------ DATI PRESENTATI
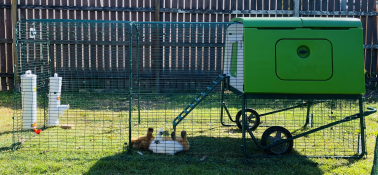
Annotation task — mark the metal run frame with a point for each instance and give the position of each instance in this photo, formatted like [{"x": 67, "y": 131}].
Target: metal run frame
[{"x": 309, "y": 103}]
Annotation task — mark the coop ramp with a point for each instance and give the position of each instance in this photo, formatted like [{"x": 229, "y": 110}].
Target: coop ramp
[{"x": 198, "y": 100}]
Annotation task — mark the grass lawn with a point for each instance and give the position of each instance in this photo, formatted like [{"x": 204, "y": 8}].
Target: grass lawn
[{"x": 95, "y": 146}]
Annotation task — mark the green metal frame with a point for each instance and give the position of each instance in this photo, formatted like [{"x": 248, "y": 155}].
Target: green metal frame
[{"x": 359, "y": 115}]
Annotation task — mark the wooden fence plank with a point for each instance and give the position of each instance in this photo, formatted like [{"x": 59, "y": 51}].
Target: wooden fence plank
[
  {"x": 3, "y": 58},
  {"x": 374, "y": 51}
]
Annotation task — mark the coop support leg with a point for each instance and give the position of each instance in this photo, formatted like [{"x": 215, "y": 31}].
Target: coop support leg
[
  {"x": 362, "y": 127},
  {"x": 244, "y": 146},
  {"x": 308, "y": 115},
  {"x": 130, "y": 86},
  {"x": 223, "y": 104}
]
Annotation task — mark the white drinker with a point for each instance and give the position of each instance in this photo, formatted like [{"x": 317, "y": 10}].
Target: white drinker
[
  {"x": 56, "y": 110},
  {"x": 29, "y": 99}
]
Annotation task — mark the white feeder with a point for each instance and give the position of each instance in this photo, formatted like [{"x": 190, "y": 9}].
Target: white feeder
[
  {"x": 29, "y": 99},
  {"x": 55, "y": 109}
]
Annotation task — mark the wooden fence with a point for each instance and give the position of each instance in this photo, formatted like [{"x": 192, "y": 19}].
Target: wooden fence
[{"x": 179, "y": 10}]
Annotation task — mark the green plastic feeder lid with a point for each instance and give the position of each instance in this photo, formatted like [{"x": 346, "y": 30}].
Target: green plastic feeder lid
[{"x": 292, "y": 22}]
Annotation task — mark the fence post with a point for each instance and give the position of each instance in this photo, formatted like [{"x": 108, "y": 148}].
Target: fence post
[
  {"x": 14, "y": 23},
  {"x": 296, "y": 8}
]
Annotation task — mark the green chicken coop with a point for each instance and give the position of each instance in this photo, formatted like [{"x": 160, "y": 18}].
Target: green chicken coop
[{"x": 295, "y": 56}]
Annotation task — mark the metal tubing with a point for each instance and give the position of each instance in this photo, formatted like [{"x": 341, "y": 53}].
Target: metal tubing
[
  {"x": 130, "y": 86},
  {"x": 309, "y": 103},
  {"x": 138, "y": 79},
  {"x": 346, "y": 119},
  {"x": 244, "y": 128}
]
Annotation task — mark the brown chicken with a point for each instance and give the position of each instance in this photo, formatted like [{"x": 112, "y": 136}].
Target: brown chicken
[
  {"x": 183, "y": 140},
  {"x": 143, "y": 142}
]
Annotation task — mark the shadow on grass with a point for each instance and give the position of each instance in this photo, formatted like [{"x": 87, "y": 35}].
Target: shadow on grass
[{"x": 208, "y": 155}]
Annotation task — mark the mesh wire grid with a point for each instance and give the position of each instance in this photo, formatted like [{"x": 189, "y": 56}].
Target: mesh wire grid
[{"x": 119, "y": 77}]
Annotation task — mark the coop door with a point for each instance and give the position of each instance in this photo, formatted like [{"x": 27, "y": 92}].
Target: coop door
[{"x": 233, "y": 60}]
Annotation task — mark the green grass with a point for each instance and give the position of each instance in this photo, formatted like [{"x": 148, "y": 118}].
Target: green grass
[{"x": 95, "y": 146}]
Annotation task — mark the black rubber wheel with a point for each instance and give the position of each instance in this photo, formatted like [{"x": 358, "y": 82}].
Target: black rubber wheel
[
  {"x": 276, "y": 134},
  {"x": 253, "y": 119}
]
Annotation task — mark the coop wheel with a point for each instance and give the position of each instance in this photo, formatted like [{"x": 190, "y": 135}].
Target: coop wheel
[
  {"x": 276, "y": 134},
  {"x": 253, "y": 119}
]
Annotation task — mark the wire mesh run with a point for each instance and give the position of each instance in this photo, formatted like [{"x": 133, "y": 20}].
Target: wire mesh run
[{"x": 115, "y": 80}]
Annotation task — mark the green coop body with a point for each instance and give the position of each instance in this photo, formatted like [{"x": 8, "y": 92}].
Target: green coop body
[{"x": 295, "y": 56}]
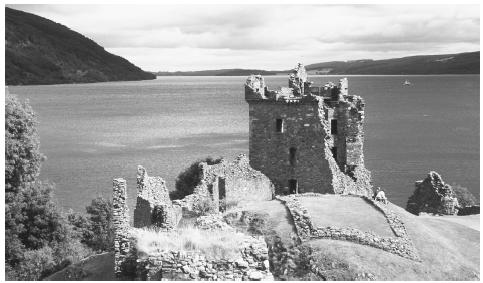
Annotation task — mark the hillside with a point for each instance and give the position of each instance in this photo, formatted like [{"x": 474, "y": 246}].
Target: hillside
[
  {"x": 447, "y": 250},
  {"x": 221, "y": 72},
  {"x": 462, "y": 63},
  {"x": 40, "y": 51}
]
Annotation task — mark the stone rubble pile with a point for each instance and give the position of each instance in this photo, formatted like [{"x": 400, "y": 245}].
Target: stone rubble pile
[{"x": 252, "y": 264}]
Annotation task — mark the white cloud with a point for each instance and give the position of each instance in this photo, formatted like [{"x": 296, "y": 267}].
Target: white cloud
[{"x": 190, "y": 37}]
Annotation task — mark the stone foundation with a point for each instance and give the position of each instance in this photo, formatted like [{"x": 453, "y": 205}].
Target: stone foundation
[
  {"x": 252, "y": 264},
  {"x": 400, "y": 245}
]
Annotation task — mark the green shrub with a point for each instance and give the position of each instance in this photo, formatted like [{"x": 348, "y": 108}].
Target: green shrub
[
  {"x": 22, "y": 154},
  {"x": 95, "y": 230},
  {"x": 35, "y": 264},
  {"x": 464, "y": 196},
  {"x": 190, "y": 178}
]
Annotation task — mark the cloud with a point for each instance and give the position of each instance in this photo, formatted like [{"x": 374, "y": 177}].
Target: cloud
[{"x": 189, "y": 37}]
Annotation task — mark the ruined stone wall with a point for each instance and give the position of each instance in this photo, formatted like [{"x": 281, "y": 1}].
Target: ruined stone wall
[
  {"x": 324, "y": 161},
  {"x": 400, "y": 245},
  {"x": 270, "y": 150},
  {"x": 166, "y": 216},
  {"x": 152, "y": 192},
  {"x": 120, "y": 222},
  {"x": 252, "y": 265},
  {"x": 308, "y": 131},
  {"x": 432, "y": 195},
  {"x": 234, "y": 181}
]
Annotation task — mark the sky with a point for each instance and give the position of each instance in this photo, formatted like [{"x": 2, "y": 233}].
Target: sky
[{"x": 269, "y": 37}]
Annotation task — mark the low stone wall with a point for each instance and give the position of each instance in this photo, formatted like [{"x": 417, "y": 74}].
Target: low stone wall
[
  {"x": 400, "y": 245},
  {"x": 235, "y": 181},
  {"x": 152, "y": 192},
  {"x": 394, "y": 221},
  {"x": 300, "y": 215},
  {"x": 469, "y": 210},
  {"x": 175, "y": 265},
  {"x": 166, "y": 216},
  {"x": 120, "y": 222},
  {"x": 433, "y": 195},
  {"x": 212, "y": 222}
]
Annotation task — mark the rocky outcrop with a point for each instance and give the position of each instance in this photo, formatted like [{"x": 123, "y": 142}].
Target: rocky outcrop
[{"x": 432, "y": 195}]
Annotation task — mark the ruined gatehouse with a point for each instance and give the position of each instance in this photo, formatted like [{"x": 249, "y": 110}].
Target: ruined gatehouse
[{"x": 307, "y": 138}]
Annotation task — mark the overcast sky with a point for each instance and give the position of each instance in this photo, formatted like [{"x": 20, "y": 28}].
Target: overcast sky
[{"x": 189, "y": 37}]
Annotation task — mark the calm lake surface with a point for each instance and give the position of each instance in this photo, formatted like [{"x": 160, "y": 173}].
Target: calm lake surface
[{"x": 92, "y": 133}]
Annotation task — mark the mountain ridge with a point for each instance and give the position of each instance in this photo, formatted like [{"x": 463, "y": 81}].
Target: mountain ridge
[
  {"x": 459, "y": 63},
  {"x": 40, "y": 51}
]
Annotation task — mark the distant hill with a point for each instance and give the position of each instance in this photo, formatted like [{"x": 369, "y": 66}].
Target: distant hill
[
  {"x": 40, "y": 51},
  {"x": 462, "y": 63},
  {"x": 221, "y": 72}
]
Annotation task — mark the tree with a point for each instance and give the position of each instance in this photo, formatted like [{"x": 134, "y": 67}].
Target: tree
[
  {"x": 190, "y": 178},
  {"x": 38, "y": 239},
  {"x": 22, "y": 154}
]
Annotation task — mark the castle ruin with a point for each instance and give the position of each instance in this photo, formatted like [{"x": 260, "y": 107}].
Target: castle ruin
[{"x": 307, "y": 138}]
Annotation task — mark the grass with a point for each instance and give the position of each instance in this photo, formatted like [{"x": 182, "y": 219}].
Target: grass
[
  {"x": 448, "y": 251},
  {"x": 334, "y": 210},
  {"x": 214, "y": 244}
]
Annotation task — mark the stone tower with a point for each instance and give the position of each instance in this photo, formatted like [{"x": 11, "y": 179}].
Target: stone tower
[{"x": 307, "y": 138}]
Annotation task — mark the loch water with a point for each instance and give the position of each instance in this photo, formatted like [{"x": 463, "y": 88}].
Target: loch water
[{"x": 92, "y": 133}]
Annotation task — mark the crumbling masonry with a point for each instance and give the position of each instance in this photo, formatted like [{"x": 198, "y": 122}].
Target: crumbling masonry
[{"x": 307, "y": 138}]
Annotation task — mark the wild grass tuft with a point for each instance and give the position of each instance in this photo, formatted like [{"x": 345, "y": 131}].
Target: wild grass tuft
[{"x": 216, "y": 244}]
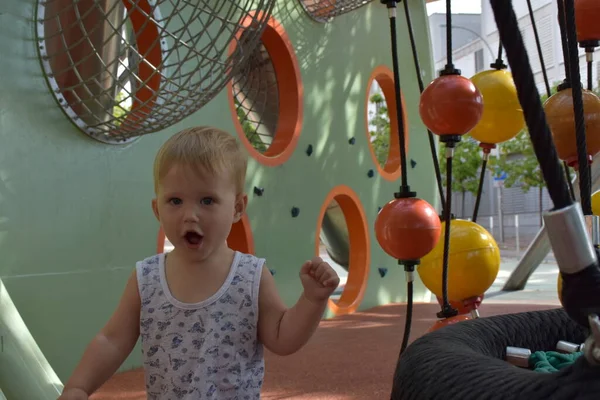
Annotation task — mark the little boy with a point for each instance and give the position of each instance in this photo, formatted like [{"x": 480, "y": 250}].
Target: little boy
[{"x": 203, "y": 311}]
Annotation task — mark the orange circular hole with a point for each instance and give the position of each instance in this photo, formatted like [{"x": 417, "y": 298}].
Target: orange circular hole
[
  {"x": 385, "y": 78},
  {"x": 289, "y": 86},
  {"x": 359, "y": 245},
  {"x": 240, "y": 238}
]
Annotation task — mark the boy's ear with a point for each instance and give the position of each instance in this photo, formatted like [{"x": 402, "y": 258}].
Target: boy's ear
[
  {"x": 240, "y": 207},
  {"x": 155, "y": 209}
]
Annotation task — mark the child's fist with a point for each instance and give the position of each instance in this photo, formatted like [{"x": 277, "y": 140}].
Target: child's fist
[{"x": 318, "y": 279}]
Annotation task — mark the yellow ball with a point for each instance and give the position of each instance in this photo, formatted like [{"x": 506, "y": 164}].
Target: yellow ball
[
  {"x": 596, "y": 203},
  {"x": 473, "y": 262},
  {"x": 502, "y": 113}
]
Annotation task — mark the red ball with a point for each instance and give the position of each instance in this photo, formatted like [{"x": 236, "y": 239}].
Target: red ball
[
  {"x": 587, "y": 15},
  {"x": 451, "y": 105},
  {"x": 407, "y": 228},
  {"x": 448, "y": 321}
]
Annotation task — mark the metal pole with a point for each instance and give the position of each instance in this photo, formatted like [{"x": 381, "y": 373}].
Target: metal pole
[
  {"x": 517, "y": 233},
  {"x": 500, "y": 215}
]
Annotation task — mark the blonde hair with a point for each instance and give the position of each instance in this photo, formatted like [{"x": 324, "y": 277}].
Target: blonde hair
[{"x": 206, "y": 149}]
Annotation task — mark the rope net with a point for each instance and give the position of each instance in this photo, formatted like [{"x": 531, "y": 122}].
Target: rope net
[
  {"x": 124, "y": 68},
  {"x": 324, "y": 10}
]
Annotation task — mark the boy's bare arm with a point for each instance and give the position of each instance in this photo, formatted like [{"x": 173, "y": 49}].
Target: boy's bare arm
[
  {"x": 111, "y": 346},
  {"x": 284, "y": 331}
]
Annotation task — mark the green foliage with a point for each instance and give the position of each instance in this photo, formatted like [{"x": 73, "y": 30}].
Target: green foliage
[
  {"x": 380, "y": 136},
  {"x": 249, "y": 129},
  {"x": 465, "y": 166},
  {"x": 518, "y": 160},
  {"x": 120, "y": 110}
]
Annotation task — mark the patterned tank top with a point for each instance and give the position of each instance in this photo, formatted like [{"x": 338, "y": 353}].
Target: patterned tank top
[{"x": 206, "y": 350}]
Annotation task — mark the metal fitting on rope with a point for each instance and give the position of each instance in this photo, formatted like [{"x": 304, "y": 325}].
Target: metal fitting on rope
[
  {"x": 592, "y": 223},
  {"x": 568, "y": 234},
  {"x": 591, "y": 351},
  {"x": 567, "y": 347}
]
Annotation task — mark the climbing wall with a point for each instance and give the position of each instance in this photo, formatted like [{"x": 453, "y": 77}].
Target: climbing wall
[{"x": 76, "y": 211}]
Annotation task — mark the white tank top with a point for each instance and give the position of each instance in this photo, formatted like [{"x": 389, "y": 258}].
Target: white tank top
[{"x": 206, "y": 350}]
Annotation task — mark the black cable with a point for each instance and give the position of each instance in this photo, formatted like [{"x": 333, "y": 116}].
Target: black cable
[
  {"x": 480, "y": 188},
  {"x": 447, "y": 218},
  {"x": 449, "y": 64},
  {"x": 408, "y": 319},
  {"x": 585, "y": 180},
  {"x": 539, "y": 48},
  {"x": 432, "y": 146},
  {"x": 529, "y": 97},
  {"x": 400, "y": 118},
  {"x": 538, "y": 44}
]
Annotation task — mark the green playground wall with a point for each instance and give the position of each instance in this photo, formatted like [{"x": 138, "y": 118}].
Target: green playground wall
[{"x": 76, "y": 215}]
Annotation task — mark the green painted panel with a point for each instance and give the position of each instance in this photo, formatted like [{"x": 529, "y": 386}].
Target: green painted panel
[{"x": 75, "y": 214}]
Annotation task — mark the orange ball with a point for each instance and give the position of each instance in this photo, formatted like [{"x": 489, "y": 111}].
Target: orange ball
[
  {"x": 407, "y": 228},
  {"x": 561, "y": 120},
  {"x": 449, "y": 321},
  {"x": 587, "y": 15},
  {"x": 451, "y": 105}
]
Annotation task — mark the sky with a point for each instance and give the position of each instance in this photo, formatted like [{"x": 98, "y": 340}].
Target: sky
[{"x": 458, "y": 6}]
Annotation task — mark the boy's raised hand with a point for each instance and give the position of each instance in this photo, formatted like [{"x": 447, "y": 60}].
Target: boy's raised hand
[{"x": 318, "y": 279}]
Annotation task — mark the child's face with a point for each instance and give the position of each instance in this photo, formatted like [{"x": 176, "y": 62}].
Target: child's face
[{"x": 196, "y": 210}]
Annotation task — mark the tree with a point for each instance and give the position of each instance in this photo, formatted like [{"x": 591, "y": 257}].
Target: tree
[
  {"x": 380, "y": 136},
  {"x": 517, "y": 159},
  {"x": 465, "y": 168}
]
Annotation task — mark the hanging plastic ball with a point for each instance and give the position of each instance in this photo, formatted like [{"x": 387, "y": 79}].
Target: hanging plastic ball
[
  {"x": 407, "y": 228},
  {"x": 502, "y": 117},
  {"x": 465, "y": 306},
  {"x": 587, "y": 15},
  {"x": 451, "y": 105},
  {"x": 448, "y": 321},
  {"x": 561, "y": 120},
  {"x": 473, "y": 262},
  {"x": 596, "y": 203}
]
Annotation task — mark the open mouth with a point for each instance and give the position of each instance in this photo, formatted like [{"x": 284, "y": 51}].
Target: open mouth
[{"x": 193, "y": 238}]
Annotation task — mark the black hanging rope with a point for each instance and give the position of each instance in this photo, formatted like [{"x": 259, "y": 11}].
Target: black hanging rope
[
  {"x": 564, "y": 42},
  {"x": 590, "y": 80},
  {"x": 404, "y": 192},
  {"x": 408, "y": 319},
  {"x": 400, "y": 118},
  {"x": 432, "y": 146},
  {"x": 529, "y": 97},
  {"x": 447, "y": 310},
  {"x": 480, "y": 188},
  {"x": 538, "y": 44},
  {"x": 585, "y": 181}
]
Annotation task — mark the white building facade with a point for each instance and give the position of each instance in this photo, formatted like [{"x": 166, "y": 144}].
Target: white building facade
[{"x": 477, "y": 55}]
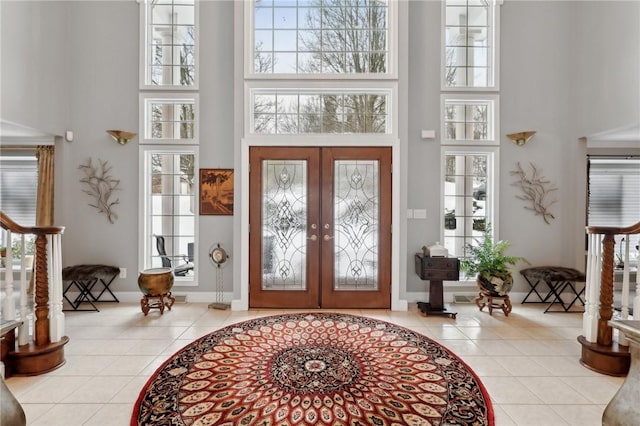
------------
OBIETTIVO DELL'ESERCIZIO: Elenchi tutte le righe dei dati che contengono la stringa «pile», distinguendo tra maiuscole e minuscole.

SOLUZIONE DEL PROBLEMA:
Annotation task — mark the stone rubble pile with a point for each instance and give the position of each instance in this photo, formatted like [{"x": 400, "y": 245}].
Target: stone rubble pile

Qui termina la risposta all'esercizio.